Japan will continue to help ASEAN member states enhance preventative medicine capacity and provide more medical supplies as announced by Japanese Foreign Minister Toshimitsu Motegi today [August 3].
Representatives at the meeting on August 3. Photos: MoFA |
The assistance covers a wide range of medicine, vaccines, cold storage freezers, and finance to accelerate the regional post-pandemic recovery plans.
At the ASEAN-Japan Foreign Ministers’ Meeting held via videoconference on August 3, Toshimitsu Motegi and ASEAN foreign ministers discussed response efforts, with Japan pledging to provide more vaccines and support the health care system in the ASEAN countries.
Tokyo has so far offered 9.6 million vaccine doses to the regional states, according to Japan’s Ministry of Foreign Affairs. It has funded US$1 million to the ASEAN Covid-19 Response Fund and another $50 million to help establish the ASEAN Center for Public Health Emergency and Emerging Diseases (ACPHEED).
The ministers also exchanged views on matters of mutual concern, including security and navigation in the South China Sea (called East Sea by Vietnam).

***

§ TO DO
A) Answer these questions from the article on Japan's aid to ASEAN, one answer per line:
(i) How many vaccine doses has Tokyo offered to the regional states so far?
(ii) How was the ASEAN-Japan Foreign Ministers' Meeting held?
(iii) Which sea did the ministers discuss as a matter of mutual concern?
B) Decide whether each statement agrees with the article on Japan's aid to ASEAN, giving yes or no and quoting the words that settle it:
(i) The meeting took place in person.
(ii) Japan funded $50 million to help establish the ASEAN Center for Public Health Emergency and Emerging Diseases.
(iii) The assistance includes cold storage freezers.
C) Please write the next few sentences of the article on Japan's aid to ASEAN, picking up after its last sentence.

§ SOURCE MATERIAL
***

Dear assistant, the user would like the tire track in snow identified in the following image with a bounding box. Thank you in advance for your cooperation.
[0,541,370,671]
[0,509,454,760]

***

§ RESPONSES TO THE EXERCISE
A)
(i) 9.6 million
(ii) Via videoconference
(iii) The South China Sea (called East Sea by Vietnam)

B)
(i) No: "held via videoconference on August 3"
(ii) Yes: "another $50 million to help establish the ASEAN Center for Public Health Emergency and Emerging Diseases (ACPHEED)"
(iii) Yes: "medicine, vaccines, cold storage freezers, and finance"

C)
Vietnam’s Foreign Minister Bui Thanh Son at the meeting. |
Japan – a trusted friend
Speaking at the meeting, Vietnam’s Foreign Minister Bui Thanh Son, who co-chaired the event together with Motegi, affirmed that ASEAN and Japan have become trusted friends supporting each other in a hard time for the past five decades.
Son noted that ASEAN and Japan have extended cooperation in Covid-19 response efforts and other pillars over the past three years for peace and prosperity of both sides.
Motegi affirmed that Tokyo attached importance to the ASEAN-Japan strategic partnership supported ASEAN Centrality, and highlighted the priority to implement the Joint Statement of the 23rd ASEAN-Japan Summit on Cooperation on the ASEAN Outlook on the Indo-Pacific (AOIP), through conducting practical cooperation in the key areas of the AOIP.
ASEAN and Japan’s cooperative partnership began in 1973. Through the years, relations have been forged towards peace, stability, development, and prosperity in Asia and the Indo-Pacific region as a whole.
In 1977, then Prime Minister Takeo Fukuda was the first Japanese Prime Minister to meet ASEAN leaders at the 2nd ASEAN Summit in Kuala Lumpur. In the same year, during his visit to Manila, Prime Minister Fukuda enunciated the historic “Fukuda Doctrine”, and this “heart-to-heart” diplomacy became the anchor of the ASEAN-Japan relations.
Among fields of cooperation, ASEAN countries and Japan have established close business partnerships. So far, ASEAN member states are major foreign direct investment destinations for Japanese enterprises.
The ASEAN-Japan strategic partnership covers multilayered cooperation on ASEAN’s community building and connectivity in Southeast Asia as well as its leading role in ASEAN-centered regional institutions in Asia and the Indo-Pacific region.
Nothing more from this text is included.